= DESCRIPTION OF THE TASK =
Print all of the entries exactly, minus the pictures.

= RECORD LIST =

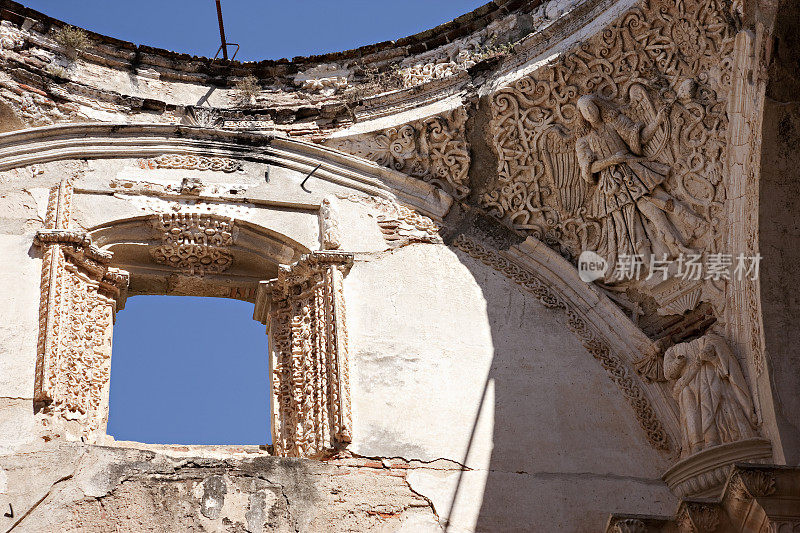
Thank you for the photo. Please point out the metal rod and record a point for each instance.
(303, 184)
(222, 31)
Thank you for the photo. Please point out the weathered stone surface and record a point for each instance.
(407, 218)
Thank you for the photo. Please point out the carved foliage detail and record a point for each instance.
(79, 295)
(433, 149)
(191, 162)
(308, 350)
(661, 72)
(194, 243)
(616, 368)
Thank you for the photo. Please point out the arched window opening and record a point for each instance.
(189, 370)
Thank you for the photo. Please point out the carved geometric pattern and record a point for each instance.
(663, 65)
(434, 149)
(196, 244)
(613, 365)
(192, 162)
(308, 353)
(79, 295)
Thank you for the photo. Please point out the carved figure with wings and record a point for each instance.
(616, 157)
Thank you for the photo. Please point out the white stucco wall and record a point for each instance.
(450, 360)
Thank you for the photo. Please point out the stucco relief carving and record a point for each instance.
(697, 517)
(749, 484)
(79, 298)
(618, 146)
(192, 162)
(196, 244)
(711, 392)
(617, 370)
(399, 224)
(629, 525)
(331, 235)
(305, 316)
(433, 149)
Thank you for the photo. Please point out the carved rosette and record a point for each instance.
(191, 162)
(194, 243)
(305, 316)
(79, 299)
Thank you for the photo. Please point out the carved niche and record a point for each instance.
(433, 149)
(304, 311)
(80, 295)
(195, 243)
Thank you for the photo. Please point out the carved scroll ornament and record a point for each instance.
(618, 145)
(305, 316)
(79, 299)
(195, 244)
(434, 149)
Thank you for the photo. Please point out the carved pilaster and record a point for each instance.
(80, 295)
(305, 316)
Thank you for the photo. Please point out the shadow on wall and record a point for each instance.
(566, 449)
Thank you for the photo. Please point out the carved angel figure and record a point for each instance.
(615, 158)
(712, 395)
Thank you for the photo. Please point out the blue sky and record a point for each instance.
(265, 29)
(195, 370)
(188, 370)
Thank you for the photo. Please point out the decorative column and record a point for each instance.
(80, 295)
(305, 316)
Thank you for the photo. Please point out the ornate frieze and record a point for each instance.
(433, 149)
(191, 162)
(305, 316)
(616, 368)
(79, 299)
(399, 224)
(195, 244)
(618, 146)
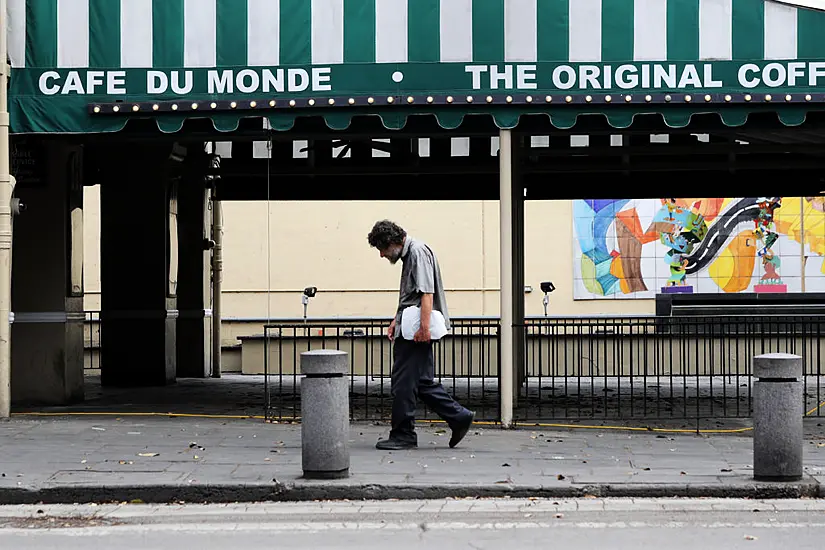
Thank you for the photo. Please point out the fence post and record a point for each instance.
(324, 414)
(778, 411)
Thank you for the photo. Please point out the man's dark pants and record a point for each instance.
(413, 371)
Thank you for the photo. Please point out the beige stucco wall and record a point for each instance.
(324, 244)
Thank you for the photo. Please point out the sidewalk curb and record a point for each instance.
(302, 491)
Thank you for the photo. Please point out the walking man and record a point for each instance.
(413, 367)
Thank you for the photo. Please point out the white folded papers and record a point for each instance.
(411, 322)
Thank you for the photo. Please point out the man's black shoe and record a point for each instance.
(459, 433)
(395, 445)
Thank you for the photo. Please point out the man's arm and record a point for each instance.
(423, 334)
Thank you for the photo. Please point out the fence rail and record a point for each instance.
(599, 368)
(644, 367)
(466, 361)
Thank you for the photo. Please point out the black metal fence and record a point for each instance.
(466, 362)
(652, 368)
(633, 368)
(659, 367)
(91, 341)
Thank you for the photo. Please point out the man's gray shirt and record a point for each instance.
(420, 274)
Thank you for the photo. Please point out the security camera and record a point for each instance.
(547, 287)
(17, 207)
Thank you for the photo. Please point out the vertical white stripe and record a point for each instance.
(73, 33)
(327, 31)
(715, 29)
(586, 30)
(16, 27)
(199, 33)
(780, 31)
(456, 30)
(391, 31)
(650, 30)
(520, 30)
(135, 33)
(264, 27)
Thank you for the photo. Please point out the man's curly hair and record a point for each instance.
(386, 233)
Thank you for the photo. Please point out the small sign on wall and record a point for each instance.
(27, 163)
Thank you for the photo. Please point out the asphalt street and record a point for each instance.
(466, 523)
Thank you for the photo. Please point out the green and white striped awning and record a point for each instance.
(89, 65)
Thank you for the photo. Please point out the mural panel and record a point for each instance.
(638, 248)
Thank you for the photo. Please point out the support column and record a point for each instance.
(512, 276)
(194, 330)
(139, 264)
(47, 283)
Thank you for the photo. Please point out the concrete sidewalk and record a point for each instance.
(158, 459)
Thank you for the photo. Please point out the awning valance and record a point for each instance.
(82, 66)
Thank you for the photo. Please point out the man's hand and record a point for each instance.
(422, 335)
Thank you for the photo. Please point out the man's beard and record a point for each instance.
(396, 255)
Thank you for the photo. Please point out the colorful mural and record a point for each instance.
(638, 248)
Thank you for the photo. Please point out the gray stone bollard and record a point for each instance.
(325, 414)
(778, 409)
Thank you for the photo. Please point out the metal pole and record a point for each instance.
(506, 277)
(802, 240)
(6, 191)
(217, 270)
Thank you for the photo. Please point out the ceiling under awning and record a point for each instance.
(89, 66)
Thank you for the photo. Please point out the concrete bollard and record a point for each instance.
(324, 414)
(778, 410)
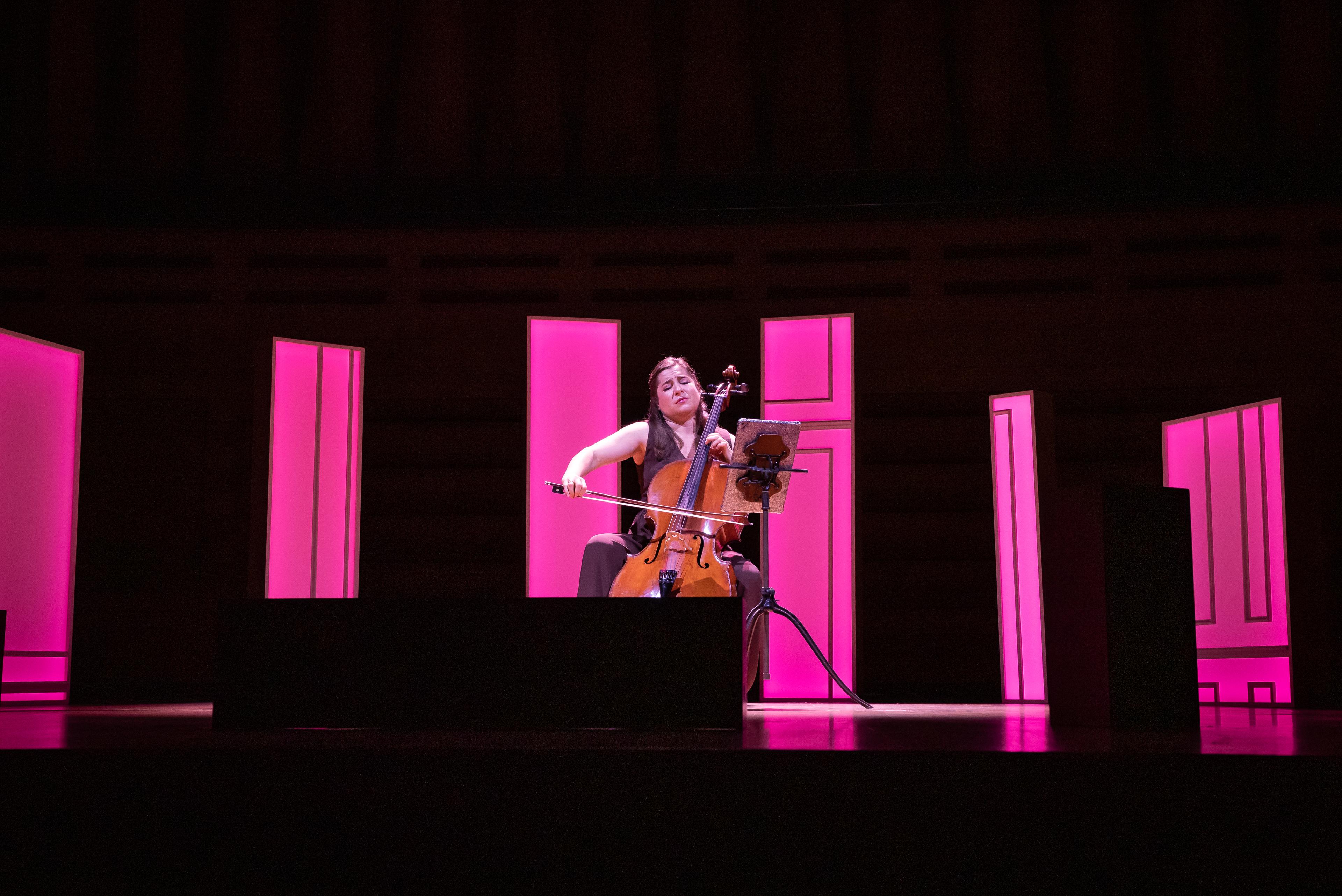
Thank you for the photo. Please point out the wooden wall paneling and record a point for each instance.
(1000, 64)
(1305, 77)
(1206, 70)
(716, 117)
(810, 104)
(433, 102)
(525, 128)
(73, 88)
(1106, 113)
(250, 131)
(909, 88)
(619, 100)
(169, 388)
(339, 141)
(158, 147)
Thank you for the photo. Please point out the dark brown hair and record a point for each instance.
(661, 439)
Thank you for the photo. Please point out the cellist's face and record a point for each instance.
(678, 395)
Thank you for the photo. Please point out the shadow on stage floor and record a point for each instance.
(959, 797)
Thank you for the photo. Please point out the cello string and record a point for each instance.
(643, 505)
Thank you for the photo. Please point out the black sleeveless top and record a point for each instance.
(642, 528)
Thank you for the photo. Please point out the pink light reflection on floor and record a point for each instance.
(573, 400)
(41, 396)
(1016, 526)
(808, 377)
(317, 396)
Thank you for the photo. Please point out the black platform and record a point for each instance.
(457, 663)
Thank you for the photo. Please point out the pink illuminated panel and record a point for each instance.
(316, 435)
(1231, 463)
(808, 377)
(572, 400)
(1020, 615)
(41, 396)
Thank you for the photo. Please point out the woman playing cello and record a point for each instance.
(671, 431)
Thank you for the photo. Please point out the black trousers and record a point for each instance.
(604, 556)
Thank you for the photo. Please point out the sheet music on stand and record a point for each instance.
(764, 453)
(744, 493)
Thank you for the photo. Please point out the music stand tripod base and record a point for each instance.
(762, 448)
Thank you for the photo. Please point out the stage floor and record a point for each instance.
(773, 726)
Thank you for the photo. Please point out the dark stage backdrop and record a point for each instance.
(183, 179)
(1129, 320)
(469, 110)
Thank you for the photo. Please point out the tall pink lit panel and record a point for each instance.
(1231, 463)
(808, 376)
(1020, 612)
(41, 396)
(316, 440)
(572, 400)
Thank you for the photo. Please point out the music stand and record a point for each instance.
(762, 487)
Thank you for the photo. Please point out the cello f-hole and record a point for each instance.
(700, 558)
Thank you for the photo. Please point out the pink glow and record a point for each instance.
(806, 729)
(41, 396)
(1026, 730)
(1231, 463)
(808, 368)
(316, 432)
(572, 400)
(811, 545)
(1233, 677)
(1016, 523)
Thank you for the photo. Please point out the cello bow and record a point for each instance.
(642, 505)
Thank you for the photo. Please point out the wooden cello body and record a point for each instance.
(684, 558)
(692, 549)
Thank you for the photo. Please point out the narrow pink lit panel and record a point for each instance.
(41, 398)
(572, 400)
(808, 377)
(316, 432)
(1231, 463)
(1020, 612)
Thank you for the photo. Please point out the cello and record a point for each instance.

= CORRECT RESULT =
Thank you for the photo. Please point out the metal rod and record a point for each instance.
(303, 184)
(222, 31)
Thank you for the photo. Please point out the weathered stone surface and record a point for each instance.
(407, 218)
Thank you for the photo. Please point out the carved foliage detail and record a point for each instance.
(79, 295)
(433, 149)
(191, 162)
(308, 350)
(661, 72)
(194, 243)
(616, 368)
Thank you for the photo. Please point out the arched window opening and record a point for each instance.
(189, 370)
Thank you for the photo. Please point out the carved geometric pattern and record a point for each instance.
(663, 65)
(434, 149)
(196, 244)
(613, 365)
(192, 162)
(308, 353)
(79, 295)
Thank you for the photo. Please point out the carved figure with wings and record a point for each instance.
(616, 157)
Thank you for the photo. Please point out the white stucco wall and record a point for each instance.
(450, 360)
Thank you for the photo. Please point out the stucco relief carving and record a point for each instance.
(697, 517)
(749, 484)
(79, 298)
(618, 146)
(192, 162)
(196, 244)
(711, 392)
(617, 370)
(399, 224)
(629, 525)
(331, 235)
(305, 316)
(433, 149)
Thank you for the photo. Please point out the carved rosette and record a point for each instance.
(191, 162)
(194, 243)
(305, 316)
(79, 299)
Thank you for the photo. Please point out the carved niche and record a point for each instance.
(433, 149)
(304, 311)
(80, 295)
(195, 243)
Thank you for the photo. Please point out the carved scroll ornament and record a point for each instance.
(618, 145)
(305, 316)
(79, 299)
(195, 244)
(434, 149)
Thank you for the photo. Please point out the carved pilaster and record a point for each instance.
(80, 295)
(305, 316)
Thank you for the photo. Please point out the shadow on wall and record a point for each instance.
(566, 449)
Thank you for the photo. Please point out the carved angel figure and record a point for each instance.
(615, 158)
(712, 395)
Thank you for the photo. Please point out the blue sky and record a point for each instance.
(265, 29)
(195, 370)
(188, 370)
Thank you for the photo. Please point out the decorative column and record a point for each instance.
(80, 295)
(305, 316)
Thank you for the photo. Please point out the ornate frieze and record a point for each instance.
(433, 149)
(191, 162)
(305, 316)
(616, 368)
(79, 299)
(399, 224)
(195, 244)
(618, 146)
Thank you for the photo. Please point out the fence post and record a point for each instance.
(324, 414)
(778, 411)
Thank you for the photo. Please point out the man's dark pants and record a point for each instance.
(413, 371)
Thank you for the photo. Please point out the beige stucco wall and record a point for each instance.
(324, 244)
Thank you for the photo. Please point out the sidewalk curb and record a point for each instance.
(302, 491)
Thank you for the photo. Please point out the walking man and record a point for each instance.
(413, 367)
Thank you for the photo. Please point out the white folded papers and record a point for each instance.
(411, 322)
Thank you for the photo. Please point out the man's black shoe and record a point for each instance.
(459, 433)
(395, 445)
Thank you for the photo. Please point out the man's arm and record a point for each instance.
(423, 334)
Thank you for the photo. Please point out the fence rail and record a point for each instance.
(599, 368)
(644, 367)
(466, 361)
Thank you for the photo. Please point out the black metal fence and record a point for each instance.
(466, 362)
(652, 368)
(633, 368)
(659, 367)
(91, 341)
Thank you for the photo. Please point out the man's gray shirt and record a point for each instance.
(420, 274)
Thank you for the photo. Please point out the security camera and record a point for each instance.
(547, 287)
(17, 207)
Thank you for the photo. Please point out the vertical white stripe and record a point for each instance.
(73, 33)
(327, 31)
(715, 29)
(586, 30)
(16, 27)
(199, 33)
(780, 31)
(456, 30)
(391, 31)
(650, 30)
(520, 30)
(135, 33)
(264, 27)
Thank you for the photo. Please point out the man's curly hair and record a point for each instance.
(386, 233)
Thank you for the photo. Please point out the small sign on wall and record a point for each instance.
(27, 163)
Thank you for the photo. Please point out the asphalt street and record a point for each instance.
(466, 523)
Thank you for the photo. Please point out the green and white striped awning and record a point for each instance.
(89, 65)
Thank you for the photo. Please point out the mural panel and record a point for each instance.
(638, 248)
Thank you for the photo. Please point out the support column and record a point for each instance.
(512, 276)
(194, 330)
(139, 264)
(47, 283)
Thank you for the photo. Please point out the concrete sidewalk and record a point for each instance.
(158, 459)
Thank you for the photo. Please point out the awning valance and record a point for each instance.
(82, 66)
Thank you for the photo. Please point out the man's hand and record a point for each instance.
(422, 335)
Thank you for the photo. Please point out the man's beard and record a point for each instance.
(396, 255)
Thank you for the photo. Please point out the colorful mural and record a point for each instance.
(638, 248)
Thank you for the photo. Please point out the gray stone bollard and record a point for each instance.
(325, 414)
(778, 409)
Thank you for the photo. Please point out the metal pole and record a point for each instance.
(506, 277)
(802, 240)
(6, 191)
(217, 270)
Thank you for the photo. Please point out the ceiling under awning and record a point for each instance.
(89, 66)
Thank you for the photo. Please point out the concrete bollard and record a point for each instance.
(324, 414)
(778, 410)
Thank you for the photo. Please point out the wooden wall paneling and record a point for each instance.
(1000, 64)
(1305, 77)
(1206, 70)
(716, 117)
(810, 104)
(433, 102)
(525, 128)
(73, 88)
(1106, 113)
(250, 131)
(909, 88)
(619, 100)
(169, 388)
(339, 141)
(158, 147)
Thank you for the photo. Please point out the dark brown hair and record a point for each instance.
(661, 439)
Thank you for the photo. Please point out the cellist's face and record a point for each instance.
(678, 395)
Thank you for the photo. Please point out the shadow on stage floor and record a point for each instance.
(959, 797)
Thank you for the photo. Please point out the cello string and record a point for each instance.
(643, 505)
Thank you for the photo. Please point out the black sleeveless top and record a point for each instance.
(642, 528)
Thank you for the photo. Please point out the pink light reflection on floor and record a point for each instance.
(573, 400)
(41, 396)
(1016, 526)
(808, 377)
(317, 396)
Thank you for the photo. Please point out the black platform and record a point for each instance.
(457, 663)
Thank you for the photo. Please point out the pink illuminated panel and record a point for each instance.
(316, 435)
(1231, 463)
(808, 377)
(572, 400)
(1020, 615)
(41, 396)
Thank you for the photo. Please point out the woman playing cello and record a point for each instance.
(671, 431)
Thank you for the photo. Please point out the black trousers and record a point for each instance.
(604, 556)
Thank you for the photo. Please point out the sheet music on stand and record a point for each instance.
(764, 453)
(744, 493)
Thank you for the photo. Please point out the music stand tripod base and record a point for each instance.
(762, 448)
Thank you for the photo. Please point out the stage floor and record a point for each instance.
(773, 726)
Thank you for the photo. Please point out the dark stage backdrop and record a point for each instance.
(183, 179)
(1129, 320)
(469, 110)
Thank you for the photo. Please point out the tall pink lit panel and record a point for each instance.
(1231, 463)
(808, 376)
(1020, 612)
(41, 396)
(316, 440)
(572, 400)
Thank you for the photo. Please point out the music stand and record a point for each instance.
(762, 487)
Thank you for the photo. Please point out the cello f-hole and record a point for each instance.
(700, 558)
Thank you for the photo. Please point out the pink glow and record a point for each instance.
(806, 729)
(41, 396)
(1026, 730)
(1231, 463)
(808, 368)
(316, 432)
(572, 400)
(811, 545)
(1233, 677)
(1016, 523)
Thank you for the photo. Please point out the cello bow and record a point for each instance.
(642, 505)
Thank you for the photo. Please point out the wooden cello body and record a point for each instance.
(684, 558)
(692, 549)
Thank you for the photo. Please point out the narrow pink lit panel and record a point for each instance.
(41, 398)
(572, 400)
(808, 377)
(316, 432)
(1231, 463)
(1020, 612)
Thank you for the photo. Please point out the cello and record a point for each instance.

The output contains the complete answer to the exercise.